ASSIGNMENT A → Decide whether each statement agrees with the article on free COVID-19 booster shots, answering yes or no and quoting the deciding words of the article: (i) Kessler spoke before the Senate Health Committee; (ii) Kessler said the federal government lacks the funds to buy the next round of vaccines; (iii) comments by drug company executives have raised concern about vaccine prices rising after the public health emergency ends.
ASSIGNMENT B → Write the next part of the article on free COVID-19 booster shots, picking up after its final sentence.

SUPPLIED TEXT →
Content starts
Biden health official says COVID-19 vaccine booster shots will be free
COVID-19 vaccine booster shots will be free to the public if they are needed, a top U.S. health official said Tuesday.
David Kessler, the chief science officer for the White House’s COVID-19 response team, told senators at a hearing on Tuesday that the federal government has funding to purchase the next round of vaccines, so individuals won’t have to pay.
“We are planning, and I underscore the word planning, to have booster doses available if necessary for the American people,” Kessler told the Senate Health Committee.
“We do have the funds to purchase the next round, if they are necessary. So we will be able to purchase the next round to ensure if there are boosters, they are free, just as the last round,” Kessler said.
“Beyond 2022? I look to your guidance, and your colleagues, on at what point do you transition back to a commercial market, but I think for this coming round we are going to proceed as we have proceeded,” he added.
Kessler was responding to a question from Sen. Maggie Hassan (D-N.H.), who had asked what Congress could do to ensure fair pricing in the long-term for COVID-19 vaccines, especially given the significant taxpayer investments in many of the vaccines.
Comments by drug company executives have raised concern that once the public health emergency ends, they will significantly raise prices on their COVID-19 vaccines.
Content ends
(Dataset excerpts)
Content starts
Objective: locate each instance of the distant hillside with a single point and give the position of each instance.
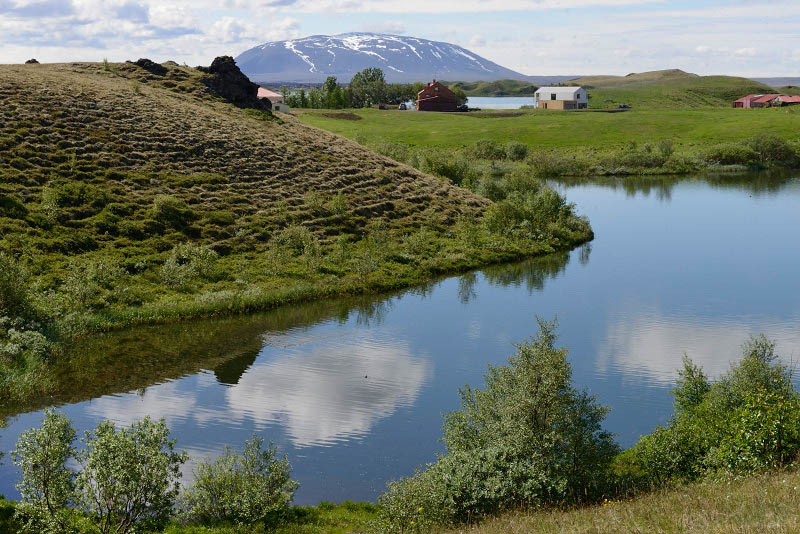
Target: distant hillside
(402, 59)
(497, 88)
(612, 81)
(677, 92)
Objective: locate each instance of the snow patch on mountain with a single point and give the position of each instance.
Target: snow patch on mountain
(402, 58)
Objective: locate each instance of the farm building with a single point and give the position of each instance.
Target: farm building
(561, 98)
(273, 97)
(436, 97)
(766, 101)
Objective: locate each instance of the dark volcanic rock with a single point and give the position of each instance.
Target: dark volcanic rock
(150, 66)
(223, 78)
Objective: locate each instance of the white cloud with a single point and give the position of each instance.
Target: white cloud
(324, 394)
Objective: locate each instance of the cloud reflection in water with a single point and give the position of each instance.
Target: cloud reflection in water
(325, 393)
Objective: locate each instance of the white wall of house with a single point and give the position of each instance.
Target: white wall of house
(578, 94)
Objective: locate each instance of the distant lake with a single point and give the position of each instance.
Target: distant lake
(353, 389)
(499, 102)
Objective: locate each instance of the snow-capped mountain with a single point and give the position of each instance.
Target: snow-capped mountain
(402, 59)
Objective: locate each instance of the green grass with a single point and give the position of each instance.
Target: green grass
(689, 129)
(495, 88)
(99, 185)
(759, 504)
(765, 503)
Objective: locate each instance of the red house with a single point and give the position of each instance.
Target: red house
(436, 97)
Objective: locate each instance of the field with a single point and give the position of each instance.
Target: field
(690, 129)
(765, 503)
(128, 197)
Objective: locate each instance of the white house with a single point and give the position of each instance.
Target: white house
(561, 98)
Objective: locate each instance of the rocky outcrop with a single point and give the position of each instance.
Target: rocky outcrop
(224, 79)
(150, 66)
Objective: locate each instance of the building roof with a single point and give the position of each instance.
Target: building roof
(763, 99)
(562, 93)
(748, 97)
(266, 93)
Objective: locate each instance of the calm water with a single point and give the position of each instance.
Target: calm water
(500, 102)
(353, 390)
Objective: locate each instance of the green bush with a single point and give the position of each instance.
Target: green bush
(516, 151)
(188, 262)
(548, 164)
(528, 214)
(749, 420)
(732, 154)
(47, 488)
(11, 207)
(127, 480)
(245, 489)
(527, 439)
(486, 149)
(454, 167)
(14, 291)
(172, 211)
(129, 477)
(298, 239)
(772, 149)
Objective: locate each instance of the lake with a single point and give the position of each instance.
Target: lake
(353, 389)
(499, 102)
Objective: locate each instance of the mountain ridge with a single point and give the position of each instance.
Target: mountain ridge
(402, 58)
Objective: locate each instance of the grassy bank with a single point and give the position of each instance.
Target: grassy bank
(131, 197)
(761, 503)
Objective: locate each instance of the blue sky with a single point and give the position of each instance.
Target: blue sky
(536, 37)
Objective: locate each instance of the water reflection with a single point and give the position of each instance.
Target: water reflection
(648, 346)
(325, 393)
(756, 183)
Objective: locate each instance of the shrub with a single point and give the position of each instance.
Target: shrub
(11, 207)
(516, 151)
(529, 214)
(747, 421)
(528, 438)
(186, 263)
(129, 477)
(172, 211)
(297, 238)
(47, 489)
(731, 154)
(248, 488)
(455, 168)
(547, 164)
(14, 292)
(486, 149)
(772, 149)
(90, 285)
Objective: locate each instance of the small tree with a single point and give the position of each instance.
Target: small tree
(248, 488)
(129, 480)
(47, 488)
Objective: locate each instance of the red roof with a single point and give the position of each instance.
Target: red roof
(765, 98)
(266, 93)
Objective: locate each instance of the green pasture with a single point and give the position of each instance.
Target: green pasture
(557, 129)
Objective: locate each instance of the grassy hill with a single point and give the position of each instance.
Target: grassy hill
(668, 89)
(128, 197)
(760, 504)
(634, 77)
(496, 88)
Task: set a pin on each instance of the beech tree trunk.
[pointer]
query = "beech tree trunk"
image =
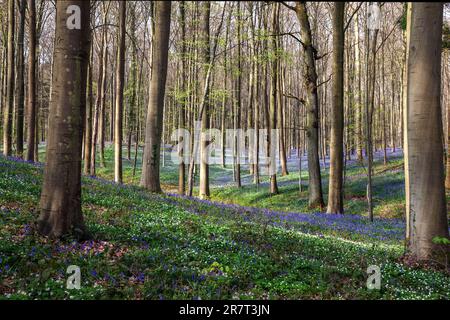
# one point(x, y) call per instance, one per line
point(31, 103)
point(205, 55)
point(20, 97)
point(427, 208)
point(120, 79)
point(335, 190)
point(60, 205)
point(150, 166)
point(8, 113)
point(312, 104)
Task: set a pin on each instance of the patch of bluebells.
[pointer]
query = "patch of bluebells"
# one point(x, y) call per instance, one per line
point(383, 229)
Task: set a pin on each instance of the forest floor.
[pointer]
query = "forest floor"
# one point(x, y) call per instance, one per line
point(241, 244)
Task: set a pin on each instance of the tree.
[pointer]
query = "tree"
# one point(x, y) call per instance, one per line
point(372, 36)
point(20, 98)
point(31, 103)
point(60, 205)
point(273, 97)
point(312, 101)
point(120, 79)
point(427, 208)
point(150, 165)
point(8, 113)
point(335, 190)
point(205, 114)
point(183, 106)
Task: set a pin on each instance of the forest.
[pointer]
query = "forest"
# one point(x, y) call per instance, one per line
point(224, 150)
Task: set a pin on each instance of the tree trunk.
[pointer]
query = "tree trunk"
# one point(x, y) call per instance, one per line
point(312, 130)
point(8, 113)
point(31, 103)
point(335, 191)
point(182, 116)
point(150, 165)
point(427, 211)
point(205, 55)
point(358, 100)
point(120, 79)
point(20, 98)
point(60, 205)
point(88, 121)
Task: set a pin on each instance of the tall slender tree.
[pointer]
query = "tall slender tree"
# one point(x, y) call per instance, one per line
point(312, 102)
point(120, 80)
point(8, 113)
point(427, 208)
point(31, 103)
point(335, 190)
point(150, 166)
point(205, 114)
point(20, 89)
point(60, 205)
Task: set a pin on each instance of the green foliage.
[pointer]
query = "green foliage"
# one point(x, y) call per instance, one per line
point(149, 246)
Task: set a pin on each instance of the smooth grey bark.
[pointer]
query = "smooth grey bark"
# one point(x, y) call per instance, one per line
point(312, 105)
point(31, 103)
point(428, 207)
point(150, 166)
point(60, 204)
point(335, 190)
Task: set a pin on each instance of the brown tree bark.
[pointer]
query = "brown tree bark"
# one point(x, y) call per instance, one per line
point(31, 103)
point(183, 106)
point(335, 190)
point(88, 121)
point(312, 104)
point(20, 89)
point(120, 80)
point(150, 166)
point(205, 56)
point(427, 211)
point(8, 113)
point(60, 205)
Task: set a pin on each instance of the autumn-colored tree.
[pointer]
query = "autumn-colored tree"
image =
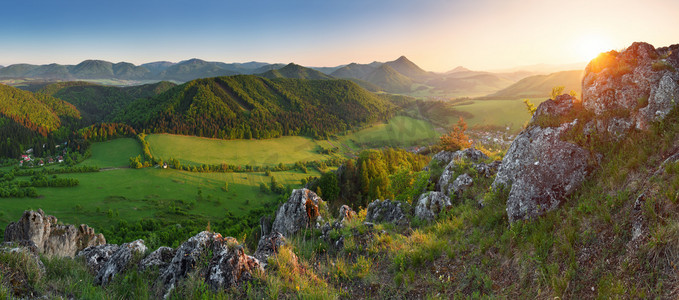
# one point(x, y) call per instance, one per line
point(456, 138)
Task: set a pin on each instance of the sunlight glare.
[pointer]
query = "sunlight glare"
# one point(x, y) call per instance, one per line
point(589, 47)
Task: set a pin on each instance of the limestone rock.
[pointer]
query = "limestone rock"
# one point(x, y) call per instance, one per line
point(119, 261)
point(448, 176)
point(386, 211)
point(540, 170)
point(446, 157)
point(230, 267)
point(431, 204)
point(300, 212)
point(488, 170)
point(268, 246)
point(159, 258)
point(51, 238)
point(345, 214)
point(186, 259)
point(96, 256)
point(637, 83)
point(460, 184)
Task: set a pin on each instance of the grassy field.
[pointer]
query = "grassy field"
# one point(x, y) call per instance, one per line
point(197, 150)
point(500, 112)
point(131, 194)
point(113, 153)
point(400, 131)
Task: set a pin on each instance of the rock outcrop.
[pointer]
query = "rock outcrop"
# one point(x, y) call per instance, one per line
point(300, 212)
point(119, 261)
point(430, 205)
point(620, 92)
point(268, 246)
point(540, 170)
point(95, 257)
point(459, 185)
point(51, 238)
point(632, 88)
point(159, 258)
point(228, 265)
point(386, 211)
point(449, 175)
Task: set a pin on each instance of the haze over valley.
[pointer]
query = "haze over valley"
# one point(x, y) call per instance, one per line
point(339, 149)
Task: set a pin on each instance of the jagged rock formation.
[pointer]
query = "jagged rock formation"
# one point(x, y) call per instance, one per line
point(386, 211)
point(159, 258)
point(459, 185)
point(345, 214)
point(632, 88)
point(450, 184)
point(621, 91)
point(51, 238)
point(300, 212)
point(430, 205)
point(268, 246)
point(446, 157)
point(119, 261)
point(95, 257)
point(227, 267)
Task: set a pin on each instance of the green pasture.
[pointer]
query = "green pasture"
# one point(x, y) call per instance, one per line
point(114, 153)
point(400, 131)
point(130, 194)
point(196, 150)
point(499, 113)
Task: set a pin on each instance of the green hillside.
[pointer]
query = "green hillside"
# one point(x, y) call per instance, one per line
point(37, 112)
point(296, 72)
point(539, 86)
point(99, 103)
point(247, 106)
point(390, 80)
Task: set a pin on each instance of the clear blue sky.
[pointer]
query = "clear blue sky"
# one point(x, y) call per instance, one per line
point(436, 34)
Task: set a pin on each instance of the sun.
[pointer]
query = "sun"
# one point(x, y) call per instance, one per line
point(589, 47)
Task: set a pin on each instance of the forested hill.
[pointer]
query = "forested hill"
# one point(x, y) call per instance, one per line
point(37, 112)
point(98, 103)
point(247, 106)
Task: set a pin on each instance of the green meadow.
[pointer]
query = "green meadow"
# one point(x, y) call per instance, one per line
point(400, 131)
point(498, 113)
point(197, 150)
point(102, 198)
point(114, 153)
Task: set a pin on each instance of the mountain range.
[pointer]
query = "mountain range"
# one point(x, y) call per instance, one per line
point(400, 76)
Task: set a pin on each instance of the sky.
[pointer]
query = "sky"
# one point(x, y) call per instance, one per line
point(438, 35)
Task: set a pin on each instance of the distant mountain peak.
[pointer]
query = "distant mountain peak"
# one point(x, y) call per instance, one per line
point(459, 69)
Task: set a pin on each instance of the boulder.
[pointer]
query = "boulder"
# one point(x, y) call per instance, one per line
point(386, 211)
point(446, 157)
point(540, 170)
point(459, 185)
point(448, 176)
point(431, 204)
point(96, 256)
point(157, 259)
point(119, 261)
point(227, 264)
point(300, 212)
point(230, 267)
point(186, 259)
point(345, 214)
point(268, 246)
point(634, 87)
point(488, 170)
point(51, 238)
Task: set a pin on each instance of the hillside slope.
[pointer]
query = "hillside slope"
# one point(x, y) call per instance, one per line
point(99, 103)
point(247, 106)
point(539, 86)
point(295, 71)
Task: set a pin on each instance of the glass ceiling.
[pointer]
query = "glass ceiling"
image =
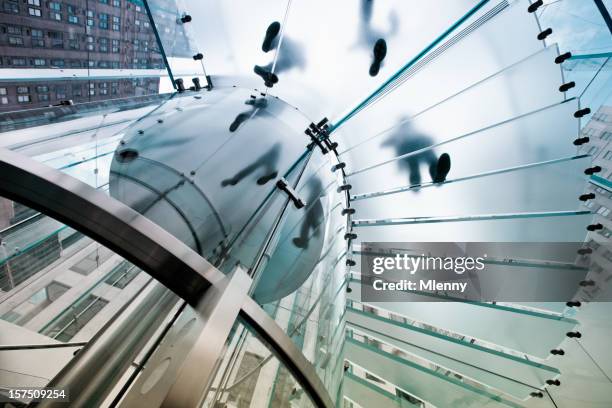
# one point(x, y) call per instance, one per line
point(465, 78)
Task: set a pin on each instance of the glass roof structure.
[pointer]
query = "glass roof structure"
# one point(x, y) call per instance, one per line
point(191, 194)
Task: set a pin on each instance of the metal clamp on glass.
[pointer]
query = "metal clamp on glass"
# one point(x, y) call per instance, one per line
point(319, 134)
point(283, 185)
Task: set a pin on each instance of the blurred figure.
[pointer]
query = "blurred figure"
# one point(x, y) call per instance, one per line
point(406, 140)
point(256, 104)
point(289, 56)
point(314, 213)
point(368, 35)
point(268, 161)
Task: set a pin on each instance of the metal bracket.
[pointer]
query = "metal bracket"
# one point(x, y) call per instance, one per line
point(283, 185)
point(319, 135)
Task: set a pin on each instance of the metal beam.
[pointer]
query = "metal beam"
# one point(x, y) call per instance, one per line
point(95, 369)
point(604, 13)
point(109, 222)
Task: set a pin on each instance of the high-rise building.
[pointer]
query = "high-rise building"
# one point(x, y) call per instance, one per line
point(79, 46)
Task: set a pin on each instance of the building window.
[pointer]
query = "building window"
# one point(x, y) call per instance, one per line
point(15, 41)
point(60, 92)
point(103, 44)
point(11, 8)
point(71, 322)
point(103, 21)
point(13, 30)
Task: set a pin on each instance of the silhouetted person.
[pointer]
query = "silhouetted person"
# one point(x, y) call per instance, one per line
point(289, 56)
point(268, 161)
point(370, 37)
point(256, 103)
point(406, 140)
point(314, 213)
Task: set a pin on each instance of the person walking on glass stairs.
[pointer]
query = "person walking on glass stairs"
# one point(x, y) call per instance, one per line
point(407, 140)
point(369, 35)
point(289, 56)
point(267, 161)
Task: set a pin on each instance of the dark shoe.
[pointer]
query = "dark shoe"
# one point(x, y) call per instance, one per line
point(442, 168)
point(257, 103)
point(269, 78)
point(229, 182)
point(380, 52)
point(271, 33)
point(264, 179)
point(238, 121)
point(300, 243)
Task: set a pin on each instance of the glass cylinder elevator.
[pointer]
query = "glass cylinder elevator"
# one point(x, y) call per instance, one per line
point(189, 192)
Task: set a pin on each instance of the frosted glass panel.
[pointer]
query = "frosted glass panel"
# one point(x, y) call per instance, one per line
point(554, 186)
point(543, 135)
point(474, 78)
point(357, 389)
point(426, 383)
point(515, 376)
point(549, 229)
point(531, 333)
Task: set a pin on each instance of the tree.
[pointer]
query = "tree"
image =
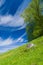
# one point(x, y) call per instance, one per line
point(32, 15)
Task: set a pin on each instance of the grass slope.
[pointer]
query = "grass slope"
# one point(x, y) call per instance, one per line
point(24, 55)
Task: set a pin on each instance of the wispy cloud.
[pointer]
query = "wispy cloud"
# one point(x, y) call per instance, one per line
point(2, 2)
point(14, 21)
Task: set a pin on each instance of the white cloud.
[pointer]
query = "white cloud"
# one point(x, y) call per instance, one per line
point(13, 21)
point(9, 40)
point(2, 2)
point(5, 42)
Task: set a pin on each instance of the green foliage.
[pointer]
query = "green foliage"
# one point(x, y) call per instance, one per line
point(33, 14)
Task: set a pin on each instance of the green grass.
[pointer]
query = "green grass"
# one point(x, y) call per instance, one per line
point(24, 55)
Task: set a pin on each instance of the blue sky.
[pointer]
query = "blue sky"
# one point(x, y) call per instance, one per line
point(12, 26)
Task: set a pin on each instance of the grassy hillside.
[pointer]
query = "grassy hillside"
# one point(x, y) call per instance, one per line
point(24, 55)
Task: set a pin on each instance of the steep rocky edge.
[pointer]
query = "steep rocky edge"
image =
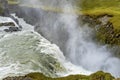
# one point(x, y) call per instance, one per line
point(38, 76)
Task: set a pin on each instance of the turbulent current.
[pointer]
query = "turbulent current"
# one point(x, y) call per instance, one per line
point(81, 54)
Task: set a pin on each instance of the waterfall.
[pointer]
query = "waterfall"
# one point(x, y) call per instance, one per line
point(73, 39)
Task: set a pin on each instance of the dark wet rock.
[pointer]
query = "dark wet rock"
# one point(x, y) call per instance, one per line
point(7, 24)
point(12, 29)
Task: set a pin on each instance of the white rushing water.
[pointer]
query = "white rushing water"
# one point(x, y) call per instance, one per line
point(75, 40)
point(27, 51)
point(20, 51)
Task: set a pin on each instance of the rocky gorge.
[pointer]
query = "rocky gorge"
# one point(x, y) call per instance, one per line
point(50, 64)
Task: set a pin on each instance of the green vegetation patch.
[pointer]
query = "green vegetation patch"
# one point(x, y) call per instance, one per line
point(110, 32)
Content ends
EXERCISE RESPONSE A →
(i) Yes: "Kessler told the Senate Health Committee."
(ii) No: "We do have the funds to purchase the next round, if they are necessary."
(iii) Yes: "Comments by drug company executives have raised concern that once the public health emergency ends, they will significantly raise prices on their COVID-19 vaccines."

EXERCISE RESPONSE B →
Pfizer’s vaccine is currently the most expensive of those currently in use under the Food and Drug Administration’s emergency use authorization, at $39 for the two-shot regimen. Moderna’s vaccine costs about $32 per regimen and Johnson & Johnson’s one-shot dose costs $10.
Unlike several other rival companies that developed COVID-19 vaccines, Pfizer did not use federal funds and said it planned to make a profit.
Earlier this year, a top Pfizer executive said the company will likely raise prices on its vaccine after the pandemic.
Frank D’Amelio, Pfizer’s chief financial officer, said on an earnings call in February that the $19.50 a dose is clearly “pandemic pricing” compared to what they typically charge for a vaccine, which is $150 to $175 a dose.
Moving into the future, after the pandemic period, normal market forces will kick in and Pfizer is “going to get more on price” and will increase output at its factories, driving production costs per unit lower, D’Amelio said.
In all, D’Amelio said there’s a “significant opportunity for those margins to improve once we get beyond the pandemic environment that we’re in.”